##### LISTED RECORDS #####
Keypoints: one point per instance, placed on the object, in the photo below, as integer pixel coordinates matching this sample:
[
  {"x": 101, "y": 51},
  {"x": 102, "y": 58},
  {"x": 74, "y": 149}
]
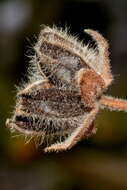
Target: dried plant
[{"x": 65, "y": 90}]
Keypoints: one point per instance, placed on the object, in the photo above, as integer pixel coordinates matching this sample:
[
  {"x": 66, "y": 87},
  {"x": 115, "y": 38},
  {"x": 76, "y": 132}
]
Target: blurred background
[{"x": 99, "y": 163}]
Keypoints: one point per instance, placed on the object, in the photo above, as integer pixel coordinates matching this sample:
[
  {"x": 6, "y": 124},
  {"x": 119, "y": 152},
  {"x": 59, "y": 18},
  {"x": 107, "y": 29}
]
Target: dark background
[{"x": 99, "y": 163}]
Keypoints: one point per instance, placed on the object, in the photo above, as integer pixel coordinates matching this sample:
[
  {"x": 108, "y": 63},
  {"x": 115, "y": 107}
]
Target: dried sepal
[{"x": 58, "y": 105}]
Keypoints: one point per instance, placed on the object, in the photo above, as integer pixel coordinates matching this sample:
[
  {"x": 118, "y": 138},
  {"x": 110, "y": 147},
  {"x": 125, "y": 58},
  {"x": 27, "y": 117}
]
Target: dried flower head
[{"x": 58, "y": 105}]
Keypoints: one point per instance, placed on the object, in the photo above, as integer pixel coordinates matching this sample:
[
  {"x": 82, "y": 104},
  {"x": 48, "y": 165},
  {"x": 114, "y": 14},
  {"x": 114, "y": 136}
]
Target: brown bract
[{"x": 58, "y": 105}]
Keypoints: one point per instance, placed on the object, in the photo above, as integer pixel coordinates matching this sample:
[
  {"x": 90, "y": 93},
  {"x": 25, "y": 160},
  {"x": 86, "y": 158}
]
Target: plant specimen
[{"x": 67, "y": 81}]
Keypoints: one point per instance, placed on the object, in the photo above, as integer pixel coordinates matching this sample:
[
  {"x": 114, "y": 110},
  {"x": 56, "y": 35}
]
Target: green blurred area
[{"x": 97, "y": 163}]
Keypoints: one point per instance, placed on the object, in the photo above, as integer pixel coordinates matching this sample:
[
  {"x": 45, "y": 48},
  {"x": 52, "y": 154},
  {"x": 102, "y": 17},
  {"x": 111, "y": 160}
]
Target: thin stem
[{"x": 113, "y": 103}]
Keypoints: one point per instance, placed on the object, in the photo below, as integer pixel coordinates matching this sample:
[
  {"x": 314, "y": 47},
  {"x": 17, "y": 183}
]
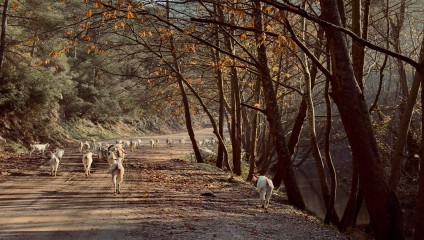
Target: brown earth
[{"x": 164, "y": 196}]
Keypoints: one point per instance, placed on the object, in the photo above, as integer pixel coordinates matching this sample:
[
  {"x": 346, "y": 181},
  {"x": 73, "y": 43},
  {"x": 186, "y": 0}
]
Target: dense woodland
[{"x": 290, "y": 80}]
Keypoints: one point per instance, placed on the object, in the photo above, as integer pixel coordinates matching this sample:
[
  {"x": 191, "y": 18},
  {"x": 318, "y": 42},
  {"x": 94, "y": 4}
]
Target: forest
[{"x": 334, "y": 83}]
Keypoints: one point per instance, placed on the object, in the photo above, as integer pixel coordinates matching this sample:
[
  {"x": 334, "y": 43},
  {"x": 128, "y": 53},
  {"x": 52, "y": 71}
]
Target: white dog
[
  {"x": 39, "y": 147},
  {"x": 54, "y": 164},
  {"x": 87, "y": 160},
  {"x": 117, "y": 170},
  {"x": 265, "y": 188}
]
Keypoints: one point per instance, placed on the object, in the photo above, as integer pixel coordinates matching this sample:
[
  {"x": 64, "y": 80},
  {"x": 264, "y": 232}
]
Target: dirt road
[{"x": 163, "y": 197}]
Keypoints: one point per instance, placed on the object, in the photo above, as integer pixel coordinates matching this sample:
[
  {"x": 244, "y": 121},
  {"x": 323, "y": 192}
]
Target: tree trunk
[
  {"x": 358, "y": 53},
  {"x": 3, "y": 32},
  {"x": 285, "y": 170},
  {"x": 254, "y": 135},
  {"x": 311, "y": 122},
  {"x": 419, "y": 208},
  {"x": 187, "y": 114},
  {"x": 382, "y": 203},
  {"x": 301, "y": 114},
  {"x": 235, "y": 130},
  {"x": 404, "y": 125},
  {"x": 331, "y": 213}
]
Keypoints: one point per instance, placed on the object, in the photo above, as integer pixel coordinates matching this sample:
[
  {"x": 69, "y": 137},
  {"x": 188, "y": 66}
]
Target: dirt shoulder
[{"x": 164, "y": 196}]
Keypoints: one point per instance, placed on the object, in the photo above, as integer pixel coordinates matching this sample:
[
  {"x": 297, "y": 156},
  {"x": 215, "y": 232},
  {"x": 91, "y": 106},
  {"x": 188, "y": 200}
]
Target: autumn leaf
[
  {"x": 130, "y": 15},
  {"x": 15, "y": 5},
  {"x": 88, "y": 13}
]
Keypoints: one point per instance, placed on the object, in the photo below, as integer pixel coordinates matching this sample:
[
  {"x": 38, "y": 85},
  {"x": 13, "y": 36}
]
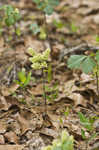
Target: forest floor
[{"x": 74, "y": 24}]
#####
##### LISTED RECORDS #####
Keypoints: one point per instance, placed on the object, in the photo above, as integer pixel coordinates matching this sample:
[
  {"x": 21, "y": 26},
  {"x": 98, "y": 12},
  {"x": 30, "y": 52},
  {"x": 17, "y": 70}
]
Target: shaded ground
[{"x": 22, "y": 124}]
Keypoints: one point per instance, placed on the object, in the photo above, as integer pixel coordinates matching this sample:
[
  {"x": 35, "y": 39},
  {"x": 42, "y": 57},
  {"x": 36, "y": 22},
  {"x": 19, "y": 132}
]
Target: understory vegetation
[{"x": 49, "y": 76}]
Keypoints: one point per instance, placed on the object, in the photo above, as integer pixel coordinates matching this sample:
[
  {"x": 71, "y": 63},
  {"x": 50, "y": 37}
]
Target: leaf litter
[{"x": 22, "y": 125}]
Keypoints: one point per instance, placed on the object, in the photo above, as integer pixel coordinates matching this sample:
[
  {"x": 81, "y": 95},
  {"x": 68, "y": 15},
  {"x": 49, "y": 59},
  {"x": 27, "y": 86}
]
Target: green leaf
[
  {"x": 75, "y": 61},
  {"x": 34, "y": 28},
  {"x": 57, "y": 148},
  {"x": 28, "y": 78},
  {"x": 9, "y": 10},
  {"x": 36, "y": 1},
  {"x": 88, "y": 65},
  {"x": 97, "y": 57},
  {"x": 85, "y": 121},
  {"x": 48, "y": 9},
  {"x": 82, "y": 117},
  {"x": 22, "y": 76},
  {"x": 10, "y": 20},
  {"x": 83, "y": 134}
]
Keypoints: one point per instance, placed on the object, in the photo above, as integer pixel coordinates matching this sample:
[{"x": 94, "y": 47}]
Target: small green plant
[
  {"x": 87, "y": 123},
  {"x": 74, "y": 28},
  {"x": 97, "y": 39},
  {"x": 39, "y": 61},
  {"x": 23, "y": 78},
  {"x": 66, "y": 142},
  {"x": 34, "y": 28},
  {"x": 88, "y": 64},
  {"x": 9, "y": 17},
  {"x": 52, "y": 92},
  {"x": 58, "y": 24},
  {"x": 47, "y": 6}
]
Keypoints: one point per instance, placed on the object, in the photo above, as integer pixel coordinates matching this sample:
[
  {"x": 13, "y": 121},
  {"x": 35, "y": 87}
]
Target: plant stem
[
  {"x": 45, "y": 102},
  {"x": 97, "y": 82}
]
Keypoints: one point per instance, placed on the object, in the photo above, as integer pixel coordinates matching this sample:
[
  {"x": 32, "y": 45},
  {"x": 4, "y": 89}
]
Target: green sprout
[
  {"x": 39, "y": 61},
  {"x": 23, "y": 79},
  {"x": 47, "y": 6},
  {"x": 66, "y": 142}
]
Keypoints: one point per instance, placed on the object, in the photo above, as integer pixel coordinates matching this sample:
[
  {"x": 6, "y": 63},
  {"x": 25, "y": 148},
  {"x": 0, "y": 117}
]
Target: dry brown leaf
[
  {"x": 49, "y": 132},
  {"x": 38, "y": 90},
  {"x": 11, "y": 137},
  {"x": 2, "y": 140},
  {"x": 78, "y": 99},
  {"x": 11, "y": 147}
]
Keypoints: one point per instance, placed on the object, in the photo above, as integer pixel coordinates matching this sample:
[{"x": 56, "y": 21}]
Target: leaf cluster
#####
■ DIRECTIVE ■
How many lines of the material above contain the string "plant"? Matches must have the same case. Reply with the number alone.

■ TASK ANSWER ■
4